§ What you will do
1. In the biography of Imamuzzaman Chowdhury, which institution did he pass his SSC and HSC from?
2. List every command that the biography of Imamuzzaman Chowdhury names.
3. Write the next part of the biography of Imamuzzaman Chowdhury, starting right after its final sentence.

§ Extracted text
Principal Staff Officer of Armed Forces Division
- In office 18 December 1992 – 11 February 1996
- President: Shahabuddin Ahmed (acting) Abdur Rahman Biswas
- Prime Minister: Khaleda Zia Muhammad Habibur Rahman (acting) Sheikh Hasina
- Preceded by: Abul Hasnat Abdullah
- Succeeded by: Abdus Salam

Personal details
- Born: 24 March 1950 (age 76) Sylhet, East Bengal, Pakistan
- Awards: Bir Bikrom

Military service
- Allegiance: Bangladesh Pakistan (before 1971)
- Branch/service: Bangladesh Army Pakistan Army
- Years of service: 1970–2000
- Rank: Major General
- Unit: Regiment of Artillery
- Commands: Director General of Directorate General of Defence Purchase; GOC of 9th Infantry Division; Principal Staff Officer of Armed Forces Division; Station Commander, Rangpur; Sub-Commander of Sector – II;
- Battles/wars: Bangladesh Liberation War

= Imamuzzaman Chowdhury =

Bangladeshi army general

Imamuzzaman Chowdhury BB, psc (born 24 March 1950) is a retired two star officer of the Bangladesh Army, who is most well known for helping stop the 1996 Bangladesh coup d'état attempt.

==Early life and education==
Chowdhury was born on 24 March 1950 in Sylhet District. He passed SSC and HSC from Faujdarhat Cadet College in 1967 and 1969, respectively. Later he was admitted to Dhaka University. While studying there, he joined the Pakistan Army in January 1970.

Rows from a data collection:
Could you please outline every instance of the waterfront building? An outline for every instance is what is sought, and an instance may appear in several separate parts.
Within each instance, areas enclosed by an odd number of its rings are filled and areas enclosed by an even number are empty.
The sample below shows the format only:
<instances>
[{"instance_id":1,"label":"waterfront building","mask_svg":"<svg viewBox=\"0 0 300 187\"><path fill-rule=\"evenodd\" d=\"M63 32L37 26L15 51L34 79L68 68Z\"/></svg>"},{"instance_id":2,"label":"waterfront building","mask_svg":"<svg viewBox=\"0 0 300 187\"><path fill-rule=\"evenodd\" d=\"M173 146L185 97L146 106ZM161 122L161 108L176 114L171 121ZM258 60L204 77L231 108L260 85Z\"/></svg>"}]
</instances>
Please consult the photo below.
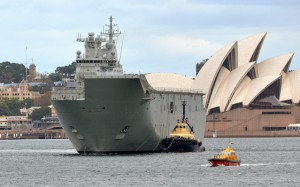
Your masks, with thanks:
<instances>
[{"instance_id":1,"label":"waterfront building","mask_svg":"<svg viewBox=\"0 0 300 187\"><path fill-rule=\"evenodd\" d=\"M233 42L199 69L193 88L206 93L206 137L299 136L300 70L293 53L259 61L267 33Z\"/></svg>"},{"instance_id":2,"label":"waterfront building","mask_svg":"<svg viewBox=\"0 0 300 187\"><path fill-rule=\"evenodd\" d=\"M22 80L20 84L17 86L1 86L0 88L0 99L8 98L8 99L34 99L40 97L39 92L29 91L29 84L26 80Z\"/></svg>"}]
</instances>

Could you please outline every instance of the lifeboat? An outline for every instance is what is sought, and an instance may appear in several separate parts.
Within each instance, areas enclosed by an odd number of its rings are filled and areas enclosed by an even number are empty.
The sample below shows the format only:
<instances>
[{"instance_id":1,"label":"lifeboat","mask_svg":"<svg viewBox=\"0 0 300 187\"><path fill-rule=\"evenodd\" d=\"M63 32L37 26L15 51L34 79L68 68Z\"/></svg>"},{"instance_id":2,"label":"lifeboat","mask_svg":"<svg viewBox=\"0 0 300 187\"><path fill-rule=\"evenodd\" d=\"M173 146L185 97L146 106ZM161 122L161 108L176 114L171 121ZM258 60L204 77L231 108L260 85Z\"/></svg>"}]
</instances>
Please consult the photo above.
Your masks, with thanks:
<instances>
[{"instance_id":1,"label":"lifeboat","mask_svg":"<svg viewBox=\"0 0 300 187\"><path fill-rule=\"evenodd\" d=\"M185 102L183 102L183 117L170 133L161 142L161 149L165 152L195 152L204 151L202 142L195 138L193 127L188 123L188 118L185 117Z\"/></svg>"},{"instance_id":2,"label":"lifeboat","mask_svg":"<svg viewBox=\"0 0 300 187\"><path fill-rule=\"evenodd\" d=\"M208 160L212 167L215 166L239 166L241 160L237 159L235 151L228 146L225 150L221 151L219 154L214 155L214 158Z\"/></svg>"}]
</instances>

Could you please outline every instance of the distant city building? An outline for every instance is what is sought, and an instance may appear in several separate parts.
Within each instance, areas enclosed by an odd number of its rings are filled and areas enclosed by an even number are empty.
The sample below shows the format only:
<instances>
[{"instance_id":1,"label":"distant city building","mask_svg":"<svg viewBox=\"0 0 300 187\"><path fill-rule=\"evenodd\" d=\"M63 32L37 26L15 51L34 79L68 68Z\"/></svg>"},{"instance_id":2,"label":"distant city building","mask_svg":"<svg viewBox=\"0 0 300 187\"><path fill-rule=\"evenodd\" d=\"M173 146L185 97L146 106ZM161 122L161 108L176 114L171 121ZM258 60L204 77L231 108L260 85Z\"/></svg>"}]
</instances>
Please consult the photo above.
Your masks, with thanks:
<instances>
[{"instance_id":1,"label":"distant city building","mask_svg":"<svg viewBox=\"0 0 300 187\"><path fill-rule=\"evenodd\" d=\"M22 80L21 83L15 86L4 87L0 85L0 99L8 98L8 99L34 99L40 97L39 92L29 91L28 83L25 80Z\"/></svg>"},{"instance_id":2,"label":"distant city building","mask_svg":"<svg viewBox=\"0 0 300 187\"><path fill-rule=\"evenodd\" d=\"M24 130L32 128L27 116L0 116L0 130Z\"/></svg>"},{"instance_id":3,"label":"distant city building","mask_svg":"<svg viewBox=\"0 0 300 187\"><path fill-rule=\"evenodd\" d=\"M39 109L41 107L39 106L33 106L33 107L30 107L30 108L21 108L20 109L20 113L21 114L24 114L24 115L31 115L32 112L35 110L35 109Z\"/></svg>"},{"instance_id":4,"label":"distant city building","mask_svg":"<svg viewBox=\"0 0 300 187\"><path fill-rule=\"evenodd\" d=\"M206 93L206 137L299 136L286 129L300 123L300 70L289 70L292 53L257 63L266 34L233 42L197 66L193 88Z\"/></svg>"}]
</instances>

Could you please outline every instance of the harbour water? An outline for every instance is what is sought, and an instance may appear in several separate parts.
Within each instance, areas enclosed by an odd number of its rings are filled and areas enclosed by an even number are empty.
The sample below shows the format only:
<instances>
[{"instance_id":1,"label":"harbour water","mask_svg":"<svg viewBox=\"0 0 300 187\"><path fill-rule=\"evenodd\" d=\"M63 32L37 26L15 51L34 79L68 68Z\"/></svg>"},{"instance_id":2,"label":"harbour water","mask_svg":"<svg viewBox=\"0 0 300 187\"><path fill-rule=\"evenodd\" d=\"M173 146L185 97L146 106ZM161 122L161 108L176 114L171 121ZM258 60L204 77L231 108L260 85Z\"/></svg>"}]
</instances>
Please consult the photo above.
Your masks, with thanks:
<instances>
[{"instance_id":1,"label":"harbour water","mask_svg":"<svg viewBox=\"0 0 300 187\"><path fill-rule=\"evenodd\" d=\"M209 167L228 142L240 167ZM205 152L78 155L69 140L1 140L0 186L300 186L300 138L210 138Z\"/></svg>"}]
</instances>

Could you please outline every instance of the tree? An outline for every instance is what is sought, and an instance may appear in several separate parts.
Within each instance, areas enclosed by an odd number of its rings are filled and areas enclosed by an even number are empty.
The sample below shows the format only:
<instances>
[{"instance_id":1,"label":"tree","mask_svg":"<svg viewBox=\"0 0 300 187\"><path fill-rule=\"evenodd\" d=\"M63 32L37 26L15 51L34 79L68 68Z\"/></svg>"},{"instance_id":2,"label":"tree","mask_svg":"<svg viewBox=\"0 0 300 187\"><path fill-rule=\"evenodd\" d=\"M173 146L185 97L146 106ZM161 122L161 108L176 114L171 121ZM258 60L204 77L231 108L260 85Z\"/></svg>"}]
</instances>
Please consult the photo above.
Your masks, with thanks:
<instances>
[{"instance_id":1,"label":"tree","mask_svg":"<svg viewBox=\"0 0 300 187\"><path fill-rule=\"evenodd\" d=\"M0 114L6 116L20 115L21 102L17 99L0 100Z\"/></svg>"},{"instance_id":2,"label":"tree","mask_svg":"<svg viewBox=\"0 0 300 187\"><path fill-rule=\"evenodd\" d=\"M50 73L48 77L52 82L62 80L62 75L60 75L59 73Z\"/></svg>"},{"instance_id":3,"label":"tree","mask_svg":"<svg viewBox=\"0 0 300 187\"><path fill-rule=\"evenodd\" d=\"M25 78L25 66L23 64L10 63L8 61L0 63L0 82L10 84L19 83Z\"/></svg>"},{"instance_id":4,"label":"tree","mask_svg":"<svg viewBox=\"0 0 300 187\"><path fill-rule=\"evenodd\" d=\"M40 120L43 116L50 116L51 109L49 107L41 107L39 109L35 109L31 113L32 120Z\"/></svg>"},{"instance_id":5,"label":"tree","mask_svg":"<svg viewBox=\"0 0 300 187\"><path fill-rule=\"evenodd\" d=\"M23 101L21 101L21 107L26 107L26 108L30 108L34 105L34 101L33 99L24 99Z\"/></svg>"}]
</instances>

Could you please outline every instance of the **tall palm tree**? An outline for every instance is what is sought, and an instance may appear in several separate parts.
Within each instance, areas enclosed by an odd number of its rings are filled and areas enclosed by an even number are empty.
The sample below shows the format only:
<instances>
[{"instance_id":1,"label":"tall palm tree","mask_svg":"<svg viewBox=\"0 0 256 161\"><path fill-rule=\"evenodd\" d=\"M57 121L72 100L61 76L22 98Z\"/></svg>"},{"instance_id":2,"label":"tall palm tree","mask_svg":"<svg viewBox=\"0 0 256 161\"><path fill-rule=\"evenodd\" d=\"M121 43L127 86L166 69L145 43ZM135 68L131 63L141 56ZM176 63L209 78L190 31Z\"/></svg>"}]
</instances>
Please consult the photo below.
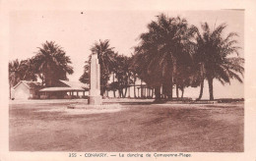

§ Expected responses
1. Faujdarhat Cadet College

2.
- Director General of Directorate General of Defence Purchase
- GOC of 9th Infantry Division
- Principal Staff Officer of Armed Forces Division
- Station Commander, Rangpur
- Sub-Commander of Sector – II

3.
==Career==
Chowdhury joined the 24th War Course of Pakistan Military Academy in January 1970. He was commissioned in the 53 Field Artillery Regiment on 5 September 1970. He fought in the Bangladesh Liberation War as a lieutenant. He was awarded Bir Bikrom for his role in the war.

Chowdhury was promoted to the rank of major general in 1995. Under the first Khaleda Zia government, he served as the director general of DGFI. In 1996, he was appointed GOC of the 9th Infantry Division in Savar. This allowed him to play a crucial role in thwarting Lt. General ASM Nasim's coup, as he used his soldiers to stop soldiers loyal to Nasim from coming to the capital.

He served as the principal staff officer to the prime minister of Bangladesh. He retired from the Bangladesh Army on 5 September 2000.

Chowdhury was appointed the chairman of Bangladesh Chemical Industries Corporation, a state-owned enterprise, on 22 October 2003 on a three-year contract. He served as chairman till November 2006, when the government dismissed him from service.